# READING TEXT
# Bank account?



## sallyanne1 (Oct 23, 2006)

Does anyone know anything about online banking? I have just logged on and it is showing that a cheque and direct debit have been taken but the date next to them is the 1st Dec?? Well thats not until monday so have they taken it or is it pending and the funds are still in my account?? I dont want to go drawing money out if its not there


----------



## Roo67 (Feb 12, 2007)

Hiya,

I think the money is still in your acount but will be taken out first thing on monday morning - possibly before anything else can get paid in.


Hope this helps

roo x


----------



## sallyanne1 (Oct 23, 2006)

Thanks roo i rang the bank. Didnt know they were open on a saturday  They said any transactions due on a monday show on the weekend and *have* been taken  Good job that i had the money in to cover it really !

Sally xx


----------



## wouldloveababycat (Mar 21, 2004)

Apparently direct debits they can take whenever they like !!! I said to them well whats the point of asking me for a date then for it to go out if you are going to take it several days early the only way you can guarantee it goes out on the day you want is via a standing order ..


----------



## dakota (Feb 6, 2007)

Sally ~ i got fed up of them taking direct debits any time of the month which is ahy now all bills go from a seperate account   

standing orders  all the way


----------

# LIST OF TASKS
1 - Revise the part of the banking thread that opens with "Does anyone know" and closes with "get paid in.", putting "internet banking" in place of "online banking".
2 - Gather every line of the entries below that contains the word "tree".

# RECORDS FOR THE TASK
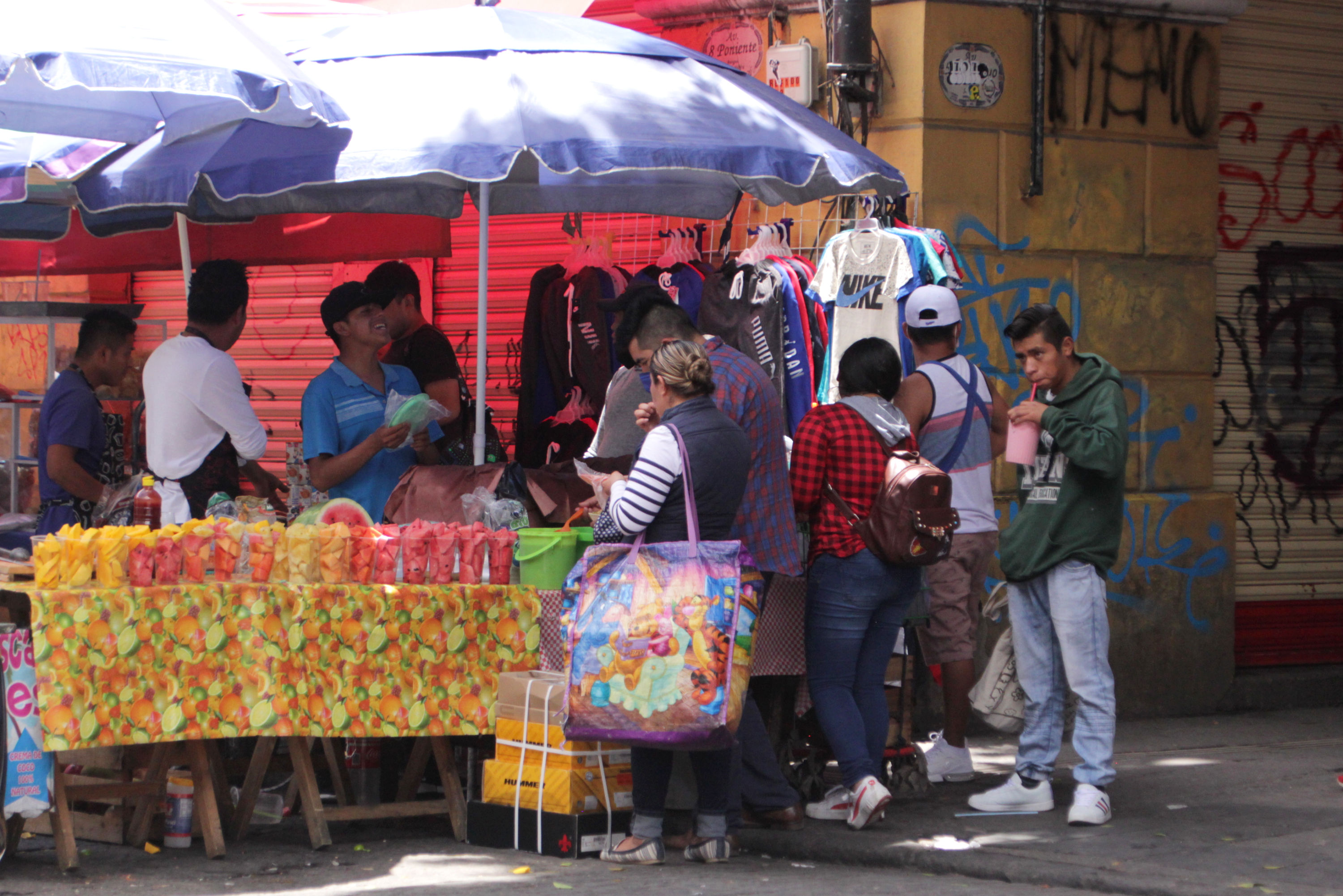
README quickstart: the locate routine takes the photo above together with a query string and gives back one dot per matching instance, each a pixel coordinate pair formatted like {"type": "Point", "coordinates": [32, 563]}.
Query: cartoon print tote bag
---
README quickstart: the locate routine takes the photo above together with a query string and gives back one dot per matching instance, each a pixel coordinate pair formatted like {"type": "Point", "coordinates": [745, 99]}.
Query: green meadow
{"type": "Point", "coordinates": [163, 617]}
---
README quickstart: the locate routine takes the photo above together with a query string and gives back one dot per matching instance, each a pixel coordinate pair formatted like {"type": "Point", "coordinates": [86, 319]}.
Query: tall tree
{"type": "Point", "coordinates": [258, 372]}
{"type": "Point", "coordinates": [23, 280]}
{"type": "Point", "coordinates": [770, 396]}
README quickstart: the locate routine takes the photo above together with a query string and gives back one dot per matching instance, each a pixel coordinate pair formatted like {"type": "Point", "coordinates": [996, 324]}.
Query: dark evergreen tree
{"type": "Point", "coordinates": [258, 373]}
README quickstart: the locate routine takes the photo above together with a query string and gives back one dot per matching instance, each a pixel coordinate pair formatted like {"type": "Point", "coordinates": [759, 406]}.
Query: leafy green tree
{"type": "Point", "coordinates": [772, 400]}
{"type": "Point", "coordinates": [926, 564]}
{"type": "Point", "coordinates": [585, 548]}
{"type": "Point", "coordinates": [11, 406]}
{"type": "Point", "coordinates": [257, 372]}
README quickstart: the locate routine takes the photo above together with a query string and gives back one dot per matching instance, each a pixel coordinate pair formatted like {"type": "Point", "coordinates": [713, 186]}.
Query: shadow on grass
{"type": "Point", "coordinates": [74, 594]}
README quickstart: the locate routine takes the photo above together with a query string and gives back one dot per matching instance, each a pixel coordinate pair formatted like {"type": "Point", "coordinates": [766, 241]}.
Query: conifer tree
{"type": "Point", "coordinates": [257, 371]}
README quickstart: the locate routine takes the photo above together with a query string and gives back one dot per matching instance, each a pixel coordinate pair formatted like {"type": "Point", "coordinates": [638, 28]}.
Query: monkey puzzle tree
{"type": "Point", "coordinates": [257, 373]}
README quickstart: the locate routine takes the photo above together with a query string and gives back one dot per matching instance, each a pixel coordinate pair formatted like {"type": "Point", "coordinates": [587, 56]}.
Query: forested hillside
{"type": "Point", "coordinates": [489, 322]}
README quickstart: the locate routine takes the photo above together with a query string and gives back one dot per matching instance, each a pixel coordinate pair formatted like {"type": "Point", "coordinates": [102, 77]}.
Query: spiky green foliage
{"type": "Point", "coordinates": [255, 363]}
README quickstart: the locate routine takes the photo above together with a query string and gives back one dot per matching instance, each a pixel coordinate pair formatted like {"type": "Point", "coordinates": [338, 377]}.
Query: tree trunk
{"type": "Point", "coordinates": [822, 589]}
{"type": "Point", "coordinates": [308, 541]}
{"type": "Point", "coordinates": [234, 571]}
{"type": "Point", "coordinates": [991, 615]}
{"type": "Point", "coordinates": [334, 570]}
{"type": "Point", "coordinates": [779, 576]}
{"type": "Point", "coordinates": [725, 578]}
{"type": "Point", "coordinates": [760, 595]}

# FINAL RESULTS
1 -
Does anyone know anything about internet banking? I have just logged on and it is showing that a cheque and direct debit have been taken but the date next to them is the 1st Dec?? Well thats not until monday so have they taken it or is it pending and the funds are still in my account?? I dont want to go drawing money out if its not there


----------



## Roo67 (Feb 12, 2007)

Hiya,

I think the money is still in your acount but will be taken out first thing on monday morning - possibly before anything else can get paid in.

2 -
Query: tall tree
Query: dark evergreen tree
Query: leafy green tree
Query: conifer tree
Query: monkey puzzle tree
Query: tree trunk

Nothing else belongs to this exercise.